- Task description
Set down every one of the records below word for word, changing nothing in any line.

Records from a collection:

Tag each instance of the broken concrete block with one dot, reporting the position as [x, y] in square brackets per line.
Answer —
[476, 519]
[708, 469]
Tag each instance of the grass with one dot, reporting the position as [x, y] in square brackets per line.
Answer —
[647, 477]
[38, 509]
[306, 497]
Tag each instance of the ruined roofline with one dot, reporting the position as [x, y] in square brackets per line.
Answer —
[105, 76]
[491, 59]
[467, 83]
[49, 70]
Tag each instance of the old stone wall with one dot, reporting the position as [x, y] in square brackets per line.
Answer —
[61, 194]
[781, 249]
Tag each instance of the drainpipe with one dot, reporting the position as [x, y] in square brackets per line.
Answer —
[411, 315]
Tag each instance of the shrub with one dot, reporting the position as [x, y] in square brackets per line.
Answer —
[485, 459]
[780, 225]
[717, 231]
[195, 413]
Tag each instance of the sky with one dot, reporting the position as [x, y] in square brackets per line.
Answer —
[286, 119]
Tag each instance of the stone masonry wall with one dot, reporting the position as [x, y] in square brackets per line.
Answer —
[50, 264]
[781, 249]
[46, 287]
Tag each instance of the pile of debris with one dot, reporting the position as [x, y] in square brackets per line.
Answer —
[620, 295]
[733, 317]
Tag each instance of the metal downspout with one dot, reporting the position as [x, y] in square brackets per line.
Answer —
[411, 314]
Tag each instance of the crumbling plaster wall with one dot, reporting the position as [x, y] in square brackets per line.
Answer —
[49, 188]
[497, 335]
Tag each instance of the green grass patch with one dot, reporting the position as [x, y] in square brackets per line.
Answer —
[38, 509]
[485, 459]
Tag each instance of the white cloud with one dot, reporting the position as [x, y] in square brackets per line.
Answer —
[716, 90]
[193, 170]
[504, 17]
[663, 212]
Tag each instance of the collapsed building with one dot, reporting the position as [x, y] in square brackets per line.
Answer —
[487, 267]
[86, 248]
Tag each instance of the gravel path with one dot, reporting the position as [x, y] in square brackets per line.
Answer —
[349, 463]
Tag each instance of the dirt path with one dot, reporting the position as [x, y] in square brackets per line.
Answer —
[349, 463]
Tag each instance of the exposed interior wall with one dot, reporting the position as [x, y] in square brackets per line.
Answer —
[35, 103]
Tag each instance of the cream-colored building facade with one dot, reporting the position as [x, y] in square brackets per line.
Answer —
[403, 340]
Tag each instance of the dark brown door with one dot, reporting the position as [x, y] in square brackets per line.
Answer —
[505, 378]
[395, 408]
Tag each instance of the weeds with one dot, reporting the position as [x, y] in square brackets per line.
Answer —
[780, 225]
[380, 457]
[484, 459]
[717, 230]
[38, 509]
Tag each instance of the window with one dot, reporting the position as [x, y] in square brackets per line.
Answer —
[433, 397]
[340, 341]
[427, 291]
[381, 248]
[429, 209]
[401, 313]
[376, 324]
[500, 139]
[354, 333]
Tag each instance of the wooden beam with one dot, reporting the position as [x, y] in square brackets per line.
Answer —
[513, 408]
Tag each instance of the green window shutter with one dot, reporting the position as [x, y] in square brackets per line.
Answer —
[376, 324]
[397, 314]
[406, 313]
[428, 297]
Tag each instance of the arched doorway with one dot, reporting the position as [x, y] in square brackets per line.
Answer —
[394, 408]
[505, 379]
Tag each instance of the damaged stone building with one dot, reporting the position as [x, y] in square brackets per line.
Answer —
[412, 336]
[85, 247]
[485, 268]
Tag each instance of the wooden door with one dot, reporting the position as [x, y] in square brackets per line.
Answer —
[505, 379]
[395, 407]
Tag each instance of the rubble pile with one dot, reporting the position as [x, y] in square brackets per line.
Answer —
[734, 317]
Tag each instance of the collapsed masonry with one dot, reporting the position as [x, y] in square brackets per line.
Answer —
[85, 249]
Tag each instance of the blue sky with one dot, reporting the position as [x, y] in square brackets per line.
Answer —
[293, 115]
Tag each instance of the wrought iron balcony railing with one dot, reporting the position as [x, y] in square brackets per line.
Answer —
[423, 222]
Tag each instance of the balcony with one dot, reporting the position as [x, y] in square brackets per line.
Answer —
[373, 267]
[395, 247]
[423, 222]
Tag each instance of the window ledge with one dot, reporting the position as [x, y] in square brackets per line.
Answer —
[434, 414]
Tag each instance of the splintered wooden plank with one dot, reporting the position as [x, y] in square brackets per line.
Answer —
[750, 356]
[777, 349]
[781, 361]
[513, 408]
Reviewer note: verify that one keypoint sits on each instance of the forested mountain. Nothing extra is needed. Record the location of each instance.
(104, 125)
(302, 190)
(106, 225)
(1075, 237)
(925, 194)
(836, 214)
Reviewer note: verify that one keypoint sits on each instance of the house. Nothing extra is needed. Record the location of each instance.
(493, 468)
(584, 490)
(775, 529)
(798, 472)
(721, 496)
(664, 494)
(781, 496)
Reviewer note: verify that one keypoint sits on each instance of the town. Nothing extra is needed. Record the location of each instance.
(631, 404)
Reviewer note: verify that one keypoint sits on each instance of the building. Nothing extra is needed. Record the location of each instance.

- Answer for the task
Tag each instance of the broken concrete block with one dot, reporting the position as [x, y] in square brackets per line.
Answer —
[476, 519]
[708, 469]
Tag each instance of the grass with one dot, reporting the position as [x, y] in square brackets per line.
Answer —
[647, 477]
[38, 509]
[306, 497]
Tag each instance of the ruined roofline with one dot, reporting the position as [x, y] in square brackets per line.
Answer —
[105, 76]
[491, 59]
[467, 83]
[49, 70]
Tag each instance of the old stone wall with one dot, reporting the position as [x, y] in square brackets per line.
Answer —
[61, 194]
[781, 249]
Tag each instance of the drainpipe with one dot, reporting the position as [x, y] in square brackets per line.
Answer —
[411, 315]
Tag each instance of the shrub with one dot, reporting the position as [x, y] in square brackets per line.
Answer —
[485, 459]
[780, 225]
[717, 231]
[195, 413]
Tag each instance of the sky with one dot, reporting the position as [x, y] in square brackets per line.
Answer —
[286, 119]
Tag each instance of the stone masonry wall with one dot, reporting the position as [x, y] in square brackets per line.
Answer —
[50, 264]
[781, 249]
[46, 287]
Tag each instance of the pile of debris with one dot, reporting the position as [x, y] in square brackets per line.
Answer —
[620, 295]
[733, 317]
Tag each instance of the metal downspout with one dot, reporting the position as [x, y] in square brackets per line.
Answer —
[411, 314]
Tag each instance of the crumbling plaster wall with one dot, reporting the position as [x, y] in square brackets per line.
Answer —
[49, 188]
[497, 335]
Tag each instance of the green grass patch with one dot, reporting the position as [x, y] in square brackets per line.
Answer —
[38, 509]
[485, 459]
Tag each instance of the white cloud with one dot, reporting the position as [x, y] in square brackets per line.
Answer —
[716, 90]
[193, 170]
[504, 17]
[663, 212]
Tag each instance of the collapsed building with one dot, reporting the position as [x, y] in square brackets per line.
Answer —
[487, 267]
[86, 248]
Tag each instance of the gravel path with one dot, reporting the position as [x, y] in square brackets per line.
Answer —
[349, 463]
Tag each instance of the dirt path with one dot, reporting the position as [x, y] in square brackets per line.
Answer —
[349, 463]
Tag each instance of the exposed interior wall with one dot, reporting the position as [x, y] in square brackets per line.
Answer —
[35, 103]
Tag each instance of the cream-colored building facade with one dot, reporting the position as [x, y] in square brackets per line.
Answer —
[403, 340]
Tag each instance of the dark brown door with one dot, reporting the position as [x, y] in square brackets per line.
Answer —
[505, 378]
[395, 408]
Tag each instance of the weeds with one dot, reporting the position as [x, y] in square brackets per line.
Answer —
[780, 225]
[380, 457]
[484, 459]
[717, 230]
[38, 509]
Tag each instance of the window with one dot, reporting the position as [x, y] in square brackets per line.
Answer —
[433, 397]
[340, 341]
[427, 291]
[381, 248]
[429, 209]
[401, 313]
[376, 324]
[500, 139]
[354, 333]
Tag each instance of the wooden beam with one dot, reporting the position as [x, y] in square brackets per line.
Answer —
[513, 408]
Tag each instance of the green window shutter with one dot, reporting the position as [x, y] in square brackets per line.
Answer —
[376, 324]
[397, 314]
[406, 313]
[428, 297]
Tag each instance of the arched doorway with one dot, reporting the position as [x, y] in square brackets per line.
Answer —
[394, 408]
[505, 379]
Tag each instance of the damaged stone building with one dot, reporting the position as [x, y] in square brackets per line.
Answer —
[412, 336]
[85, 247]
[485, 268]
Tag each instance of the wooden door with one dot, reporting the position as [x, y] in square brackets per line.
Answer —
[505, 379]
[395, 407]
Tag each instance of the rubble pile with one dot, reporting the position as [x, y] in square brackets per line.
Answer —
[734, 317]
Tag each instance of the collapsed masonry with one dot, reporting the position as [x, y] in square brackets per line.
Answer —
[85, 249]
Tag each instance of the blue sky with one dot, reporting the position as [x, y] in square brackets per line.
Answer —
[293, 115]
Tag each instance of the wrought iron balcony railing with one dot, reporting the position as [x, y] in square brackets per line.
Answer —
[423, 222]
Tag each instance of the balcony with one dot, reporting the position as [x, y] in square brackets per line.
Answer —
[373, 267]
[395, 247]
[423, 222]
Tag each instance of the window ledge with one dot, reporting the position as [x, y] in square brackets per line.
Answer —
[434, 414]
Tag each instance of the splintered wooden plank with one dot, reporting the position as [x, y] in square brackets per line.
Answer —
[750, 356]
[777, 349]
[781, 361]
[513, 408]
Reviewer note: verify that one keypoint sits on each instance of the forested mountain. Nothing extra is needed. Record the location of each instance.
(104, 125)
(302, 190)
(106, 225)
(1075, 237)
(925, 194)
(836, 214)
Reviewer note: verify that one keypoint sits on each instance of the house. Nothing extra is needed. Record the location of each instance.
(493, 468)
(584, 490)
(775, 529)
(798, 472)
(721, 496)
(664, 494)
(781, 496)
Reviewer note: verify that one keypoint sits on each instance of the town. Nothing extra is needed. Record the location of each instance.
(631, 404)
Reviewer note: verify that one keypoint sits on each instance of the building. Nothing extra is needed. Record the location of each instance.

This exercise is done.